A jornada da Electronic Arts na série Star Wars é conturbada, para dizer o mínimo. Para cada lampejo de bondade e qualidade, vinha uma onda de energias ruins. O game multiplayer que todo mundo esperava foi assolado pela falta de conteúdo, e quando ganhou campanha e consistência, vieram as microtransações. Desenvolvedores renomados passaram a trabalhar na saga, apenas para ver seus títulos sendo cancelados diante dos olhos marejados dos fãs. Enquanto isso, no mercado como um todo, a companhia parecia perdida.
Chega a ser impressionante, até, que algo tenha se salvado, e uma coisa deste tamanho, ainda. Jedi: Fallen Order, desenvolvido pela Respawn (com quem a distribuidora também já tinha dado das suas com o lançamento desastrado de Titanfall 2), vem para lembrar os velhos tempos em que dinâmicas de negócios não interferiam na qualidade e na produção de um título. Ou era para ser assim, mesmo que, na realidade, esses vícios ainda permaneçam em grau bem menor.
Star Wars Jedi: Fallen Order aborda um período inusitado da franquia. Em tempos de “Episódio IX: A Ascensão Skywalker”, o game retorna ao passado da saga e nos leva a um momento em que o Império ainda trabalhava para ampliar seu duro domínio sobre a galáxia. Estamos nos anos seguintes ao Expurgo, quando a Ordem 66, dada pelo líder Darth Sidious, levou ao assassinato sumário de todos os representantes da ordem Jedi.

**TRECHOS DE DADOS:**
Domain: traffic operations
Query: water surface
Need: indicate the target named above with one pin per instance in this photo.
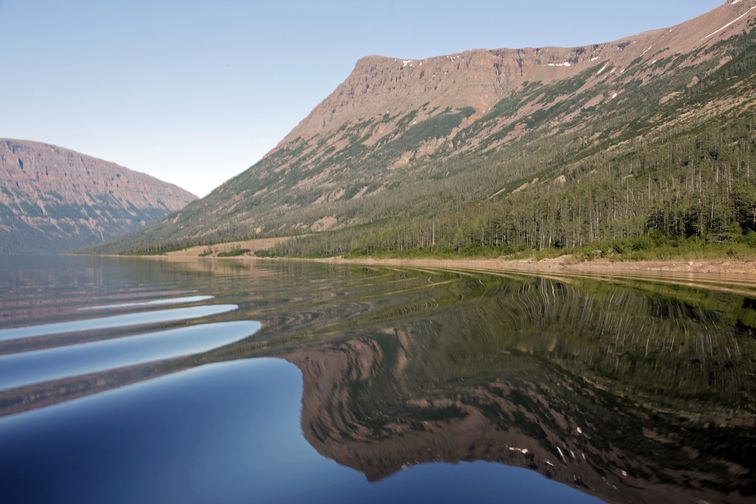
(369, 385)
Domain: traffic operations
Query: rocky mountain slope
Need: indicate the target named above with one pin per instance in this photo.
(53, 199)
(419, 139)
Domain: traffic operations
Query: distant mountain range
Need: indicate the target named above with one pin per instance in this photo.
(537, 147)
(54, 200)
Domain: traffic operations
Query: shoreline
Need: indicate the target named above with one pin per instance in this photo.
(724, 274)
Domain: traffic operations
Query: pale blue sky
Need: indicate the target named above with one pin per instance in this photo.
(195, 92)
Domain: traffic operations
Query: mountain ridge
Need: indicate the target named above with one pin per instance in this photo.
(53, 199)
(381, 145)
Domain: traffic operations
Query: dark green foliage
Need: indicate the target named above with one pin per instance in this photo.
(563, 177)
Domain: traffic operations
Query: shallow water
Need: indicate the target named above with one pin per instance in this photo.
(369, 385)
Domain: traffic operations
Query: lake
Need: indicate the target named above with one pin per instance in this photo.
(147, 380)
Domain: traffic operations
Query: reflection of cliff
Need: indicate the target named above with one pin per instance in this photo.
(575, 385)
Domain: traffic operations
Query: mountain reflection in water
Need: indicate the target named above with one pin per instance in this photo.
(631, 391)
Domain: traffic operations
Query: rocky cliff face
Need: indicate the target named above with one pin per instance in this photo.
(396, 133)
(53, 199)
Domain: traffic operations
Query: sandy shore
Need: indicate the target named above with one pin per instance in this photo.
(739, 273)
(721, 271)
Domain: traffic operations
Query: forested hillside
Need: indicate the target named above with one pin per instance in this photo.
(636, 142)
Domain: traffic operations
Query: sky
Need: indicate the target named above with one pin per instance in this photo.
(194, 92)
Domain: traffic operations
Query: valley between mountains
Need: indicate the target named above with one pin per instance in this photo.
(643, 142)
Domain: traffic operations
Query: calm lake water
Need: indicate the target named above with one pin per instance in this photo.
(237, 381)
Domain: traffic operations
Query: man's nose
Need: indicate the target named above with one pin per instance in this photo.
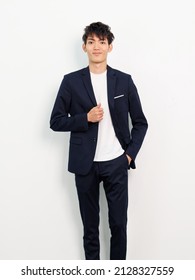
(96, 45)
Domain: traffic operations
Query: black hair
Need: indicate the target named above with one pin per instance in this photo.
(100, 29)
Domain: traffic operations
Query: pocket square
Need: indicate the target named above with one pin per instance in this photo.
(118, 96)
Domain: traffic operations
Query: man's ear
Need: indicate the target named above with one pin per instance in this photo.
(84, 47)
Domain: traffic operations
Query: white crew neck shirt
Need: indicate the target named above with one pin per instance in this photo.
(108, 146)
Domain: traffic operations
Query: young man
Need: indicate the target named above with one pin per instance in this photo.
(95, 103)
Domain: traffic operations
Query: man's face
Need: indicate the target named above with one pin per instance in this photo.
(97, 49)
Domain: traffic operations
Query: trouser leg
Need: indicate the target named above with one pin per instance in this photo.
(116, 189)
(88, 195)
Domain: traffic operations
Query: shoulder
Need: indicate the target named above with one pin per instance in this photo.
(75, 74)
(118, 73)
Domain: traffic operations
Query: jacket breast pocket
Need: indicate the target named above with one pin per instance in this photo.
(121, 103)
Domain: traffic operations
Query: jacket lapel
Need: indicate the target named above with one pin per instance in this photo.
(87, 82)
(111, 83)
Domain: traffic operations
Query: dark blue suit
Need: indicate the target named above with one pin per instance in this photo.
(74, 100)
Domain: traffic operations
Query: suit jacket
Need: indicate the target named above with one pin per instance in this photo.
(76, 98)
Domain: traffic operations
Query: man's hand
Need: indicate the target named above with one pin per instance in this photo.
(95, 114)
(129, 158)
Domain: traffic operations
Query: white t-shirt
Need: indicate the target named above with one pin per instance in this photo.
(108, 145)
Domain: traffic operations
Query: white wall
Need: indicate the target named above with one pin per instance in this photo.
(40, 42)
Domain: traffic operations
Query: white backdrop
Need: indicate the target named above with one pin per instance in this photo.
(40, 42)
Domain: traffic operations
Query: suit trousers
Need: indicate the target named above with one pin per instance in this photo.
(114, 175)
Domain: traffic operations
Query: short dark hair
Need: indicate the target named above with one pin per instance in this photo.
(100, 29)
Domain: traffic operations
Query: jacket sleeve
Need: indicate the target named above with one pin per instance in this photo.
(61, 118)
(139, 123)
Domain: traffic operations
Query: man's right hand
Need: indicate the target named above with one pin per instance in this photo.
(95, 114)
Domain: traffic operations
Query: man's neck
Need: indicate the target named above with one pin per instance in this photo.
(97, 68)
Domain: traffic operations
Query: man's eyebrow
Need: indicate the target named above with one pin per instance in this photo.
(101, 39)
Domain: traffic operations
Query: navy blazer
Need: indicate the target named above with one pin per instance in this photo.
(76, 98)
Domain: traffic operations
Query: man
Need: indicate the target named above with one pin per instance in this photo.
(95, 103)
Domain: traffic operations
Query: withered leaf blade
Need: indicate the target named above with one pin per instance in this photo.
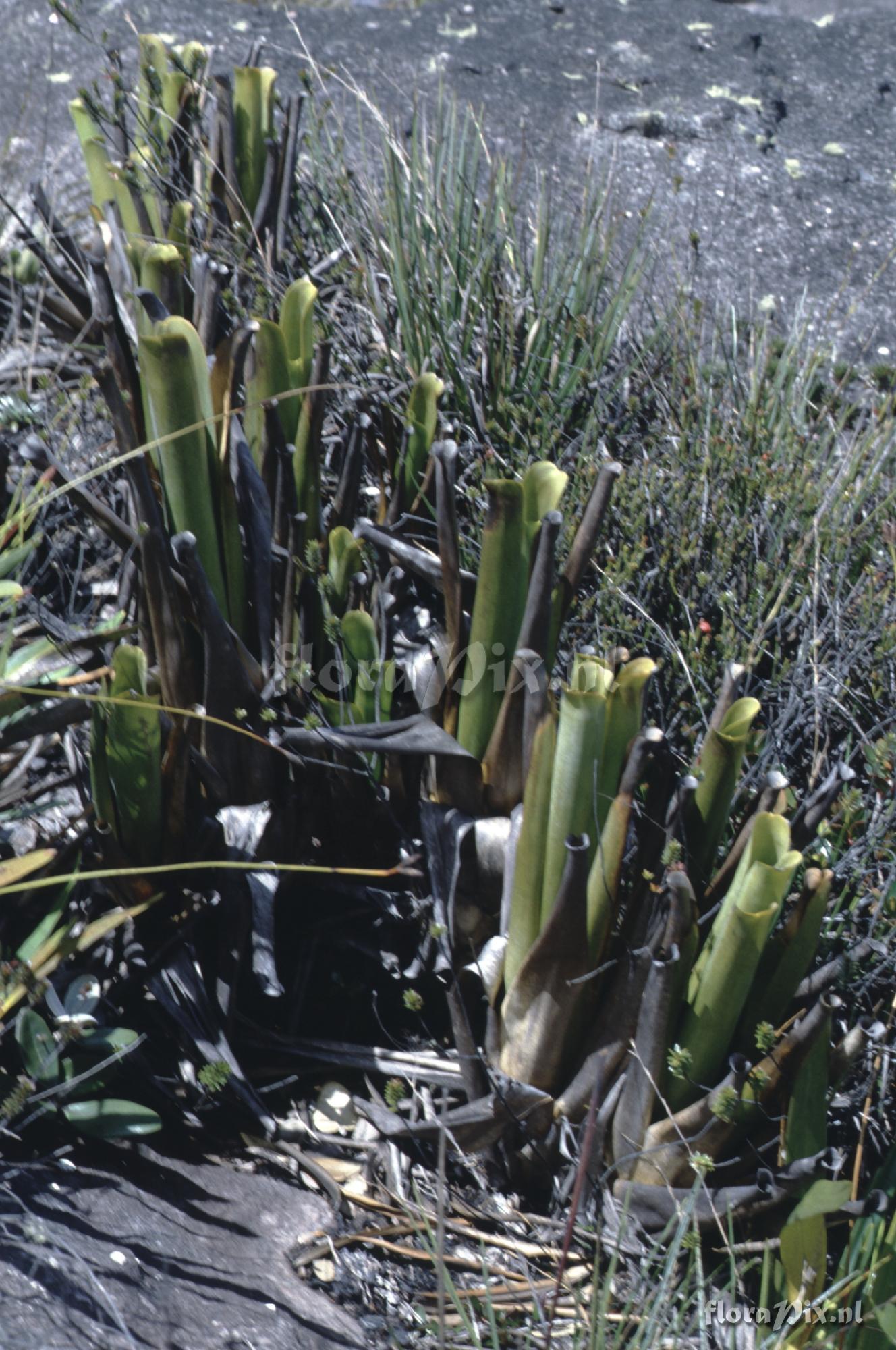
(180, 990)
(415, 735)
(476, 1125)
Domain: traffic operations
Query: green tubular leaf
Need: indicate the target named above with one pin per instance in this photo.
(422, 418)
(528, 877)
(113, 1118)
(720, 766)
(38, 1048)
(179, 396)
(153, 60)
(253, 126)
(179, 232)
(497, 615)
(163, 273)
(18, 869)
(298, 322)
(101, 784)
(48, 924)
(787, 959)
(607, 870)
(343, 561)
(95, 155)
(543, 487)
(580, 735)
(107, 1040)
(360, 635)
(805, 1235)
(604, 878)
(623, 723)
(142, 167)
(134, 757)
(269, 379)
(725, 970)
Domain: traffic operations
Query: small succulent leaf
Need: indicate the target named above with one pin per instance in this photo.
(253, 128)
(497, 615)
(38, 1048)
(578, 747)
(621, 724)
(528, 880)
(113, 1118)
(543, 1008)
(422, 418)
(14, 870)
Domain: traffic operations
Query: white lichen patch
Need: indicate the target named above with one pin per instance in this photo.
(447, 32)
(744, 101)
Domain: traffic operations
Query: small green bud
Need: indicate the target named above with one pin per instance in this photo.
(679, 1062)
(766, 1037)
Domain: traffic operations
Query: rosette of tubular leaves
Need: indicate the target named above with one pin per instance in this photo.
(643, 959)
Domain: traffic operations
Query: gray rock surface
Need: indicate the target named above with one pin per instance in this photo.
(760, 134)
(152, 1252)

* * *

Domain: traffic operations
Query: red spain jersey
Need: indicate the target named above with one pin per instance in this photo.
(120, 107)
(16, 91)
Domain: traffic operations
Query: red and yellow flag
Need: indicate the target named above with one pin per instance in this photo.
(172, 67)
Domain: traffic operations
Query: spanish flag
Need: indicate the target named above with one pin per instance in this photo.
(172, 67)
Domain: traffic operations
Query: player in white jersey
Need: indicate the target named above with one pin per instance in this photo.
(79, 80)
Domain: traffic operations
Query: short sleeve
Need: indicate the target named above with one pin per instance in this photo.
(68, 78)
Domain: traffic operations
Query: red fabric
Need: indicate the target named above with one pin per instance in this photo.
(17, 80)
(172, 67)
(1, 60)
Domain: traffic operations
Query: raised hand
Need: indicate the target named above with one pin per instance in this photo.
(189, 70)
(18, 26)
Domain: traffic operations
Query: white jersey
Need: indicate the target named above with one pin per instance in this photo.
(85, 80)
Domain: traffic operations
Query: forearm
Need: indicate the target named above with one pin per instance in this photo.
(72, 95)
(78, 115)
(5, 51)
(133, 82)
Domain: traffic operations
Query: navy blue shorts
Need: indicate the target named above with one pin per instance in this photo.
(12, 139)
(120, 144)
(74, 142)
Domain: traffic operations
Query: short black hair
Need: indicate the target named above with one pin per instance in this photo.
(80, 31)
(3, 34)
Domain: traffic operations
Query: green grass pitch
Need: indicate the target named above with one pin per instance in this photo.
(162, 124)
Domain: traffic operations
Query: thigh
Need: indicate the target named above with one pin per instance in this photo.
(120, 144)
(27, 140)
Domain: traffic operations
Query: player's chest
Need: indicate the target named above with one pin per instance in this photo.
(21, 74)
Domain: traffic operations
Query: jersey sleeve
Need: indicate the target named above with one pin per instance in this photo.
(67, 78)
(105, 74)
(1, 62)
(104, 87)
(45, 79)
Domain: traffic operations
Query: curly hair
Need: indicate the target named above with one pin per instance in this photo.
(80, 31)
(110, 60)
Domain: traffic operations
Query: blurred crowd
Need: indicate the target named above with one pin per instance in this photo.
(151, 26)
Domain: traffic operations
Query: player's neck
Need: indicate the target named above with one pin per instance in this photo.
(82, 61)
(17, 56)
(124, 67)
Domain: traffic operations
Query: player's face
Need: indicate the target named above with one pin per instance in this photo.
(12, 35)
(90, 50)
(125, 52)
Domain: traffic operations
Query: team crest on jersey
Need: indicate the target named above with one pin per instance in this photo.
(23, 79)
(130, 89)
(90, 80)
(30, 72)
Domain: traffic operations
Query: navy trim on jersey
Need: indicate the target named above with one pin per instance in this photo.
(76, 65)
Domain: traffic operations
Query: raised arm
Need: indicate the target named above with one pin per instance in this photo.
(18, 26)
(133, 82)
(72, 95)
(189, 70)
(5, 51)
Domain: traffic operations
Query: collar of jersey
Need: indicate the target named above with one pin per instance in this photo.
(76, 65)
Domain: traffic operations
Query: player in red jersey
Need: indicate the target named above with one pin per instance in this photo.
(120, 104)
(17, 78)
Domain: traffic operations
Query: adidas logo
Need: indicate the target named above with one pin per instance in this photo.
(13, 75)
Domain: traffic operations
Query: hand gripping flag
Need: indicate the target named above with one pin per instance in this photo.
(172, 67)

**ENUNCIADO DO EXERCÍCIO:** Copie literalmente o trecho selecionado sobre Star Wars Jedi: Fallen Order, de "Chega a ser" a "da ordem Jedi.".

**EXERCÍCIO RESOLVIDO:**
Chega a ser impressionante, até, que algo tenha se salvado, e uma coisa deste tamanho, ainda. Jedi: Fallen Order, desenvolvido pela Respawn (com quem a distribuidora também já tinha dado das suas com o lançamento desastrado de Titanfall 2), vem para lembrar os velhos tempos em que dinâmicas de negócios não interferiam na qualidade e na produção de um título. Ou era para ser assim, mesmo que, na realidade, esses vícios ainda permaneçam em grau bem menor.
Star Wars Jedi: Fallen Order aborda um período inusitado da franquia. Em tempos de “Episódio IX: A Ascensão Skywalker”, o game retorna ao passado da saga e nos leva a um momento em que o Império ainda trabalhava para ampliar seu duro domínio sobre a galáxia. Estamos nos anos seguintes ao Expurgo, quando a Ordem 66, dada pelo líder Darth Sidious, levou ao assassinato sumário de todos os representantes da ordem Jedi.